Исходный документ:

Эссе

Я пью за военные астры, за все, чем корили меня, За барскую шубу, за астму, за желчь петербургского дня, За музыку сосен савойских, Полей Елисейских бензин…

Грецию он тут забыл, — бессонница, Гомер, тугие паруса, — но и с ней попрощался, только иначе, с горечью, с москвошвейной горечью:

Там, где эллину сияла Красота, Мне из черных дыр зияла Срамота. Греки сбондили Елену По волнам, Ну, а мне соленой пеной По губам. По губам меня помажет Пустота, Черный кукиш мне покажет Нищета.

Прощание тут переходит в общую, в главную тему: ночь на дворе. Вспомним:

Душно, и все-таки до смерти хочется жить.

Хоть и бывают минуты, когда поэт со всею гордостью поэта может сказать:

В прекрасной бедности, в роскошной нищете Живу один — спокоен и утешен,

но разве это не он сам — полуживой— в конце того же стихотворения

У тени милостыни просит.

Да и скоро уж теперь еще чернее станет ночь и написана будет та строчка, что первая мне попалась на глаза в воронежских стихах:

Пусти меня, отдай меня, Воронеж,

которой отзвуком два года спустя (февраль, 1937) будут два зова на помощь:

Читателя! Советчика! Врача!

Исходный материал:
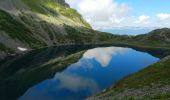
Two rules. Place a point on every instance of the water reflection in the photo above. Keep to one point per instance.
(98, 69)
(104, 55)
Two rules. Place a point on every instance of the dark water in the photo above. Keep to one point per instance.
(96, 70)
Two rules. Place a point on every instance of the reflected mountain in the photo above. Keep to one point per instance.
(18, 74)
(95, 71)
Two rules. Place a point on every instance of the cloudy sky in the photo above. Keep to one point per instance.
(103, 14)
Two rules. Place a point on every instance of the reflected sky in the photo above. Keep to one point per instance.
(97, 70)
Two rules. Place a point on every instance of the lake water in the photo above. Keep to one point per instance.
(96, 70)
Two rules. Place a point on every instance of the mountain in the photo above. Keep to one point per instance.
(32, 24)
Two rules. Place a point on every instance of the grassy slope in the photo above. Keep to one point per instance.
(17, 30)
(34, 67)
(50, 7)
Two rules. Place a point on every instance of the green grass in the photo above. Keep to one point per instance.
(50, 7)
(17, 31)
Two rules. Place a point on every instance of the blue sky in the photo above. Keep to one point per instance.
(107, 14)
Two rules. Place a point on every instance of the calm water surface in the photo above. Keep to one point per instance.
(97, 70)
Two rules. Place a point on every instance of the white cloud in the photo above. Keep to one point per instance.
(101, 12)
(143, 19)
(106, 14)
(163, 16)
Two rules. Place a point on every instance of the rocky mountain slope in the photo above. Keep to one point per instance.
(32, 24)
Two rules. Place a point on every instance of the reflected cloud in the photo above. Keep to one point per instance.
(75, 83)
(104, 55)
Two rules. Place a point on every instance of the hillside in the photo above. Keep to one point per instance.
(32, 24)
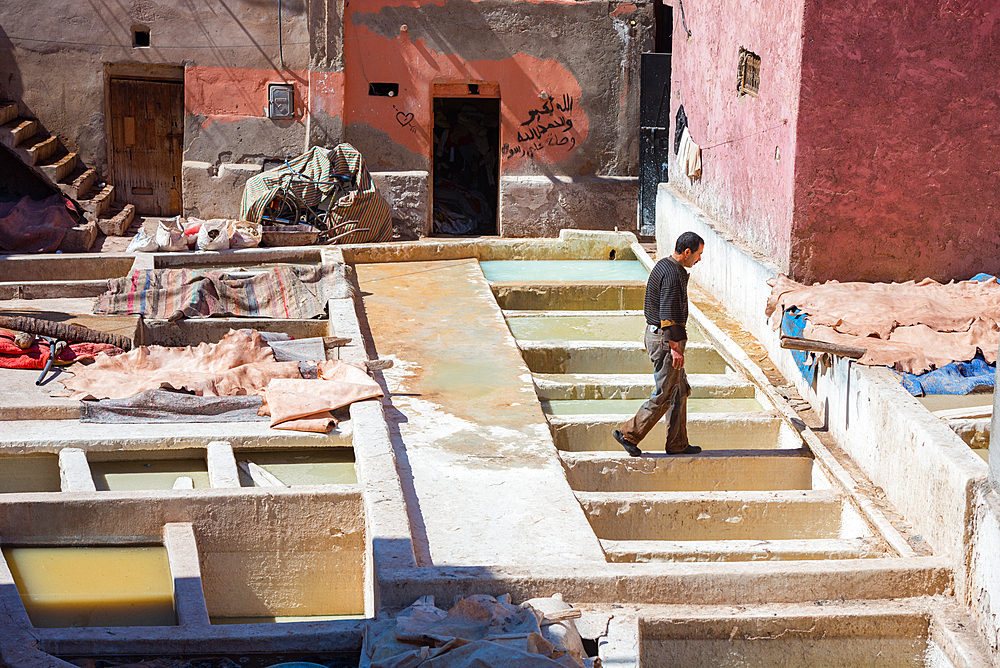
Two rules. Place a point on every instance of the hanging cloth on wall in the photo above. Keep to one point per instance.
(680, 125)
(690, 156)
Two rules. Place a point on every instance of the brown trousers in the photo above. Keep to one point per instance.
(669, 398)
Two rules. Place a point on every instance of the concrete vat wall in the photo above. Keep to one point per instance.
(898, 148)
(748, 143)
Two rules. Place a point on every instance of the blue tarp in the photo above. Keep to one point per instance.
(966, 377)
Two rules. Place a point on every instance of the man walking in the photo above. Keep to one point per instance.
(665, 308)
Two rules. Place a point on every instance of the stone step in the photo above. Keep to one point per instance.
(17, 131)
(654, 551)
(98, 200)
(59, 165)
(681, 516)
(36, 149)
(577, 386)
(712, 431)
(8, 112)
(117, 221)
(79, 182)
(711, 471)
(80, 238)
(558, 357)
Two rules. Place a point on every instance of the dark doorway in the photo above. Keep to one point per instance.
(146, 138)
(466, 165)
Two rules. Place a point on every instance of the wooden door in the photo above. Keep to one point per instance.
(146, 137)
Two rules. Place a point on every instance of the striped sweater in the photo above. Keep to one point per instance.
(666, 297)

Задание:
1. Какую страну, по словам эссе, поэт здесь забыл?
2. Какая строчка первой попалась на глаза в воронежских стихах?
3. Когда, согласно эссе, прозвучат два зова на помощь?
Опирайтесь только на эссе.

Ответ:
1. Грецию.
2. «Пусти меня, отдай меня, Воронеж».
3. Два года спустя, в феврале 1937 года.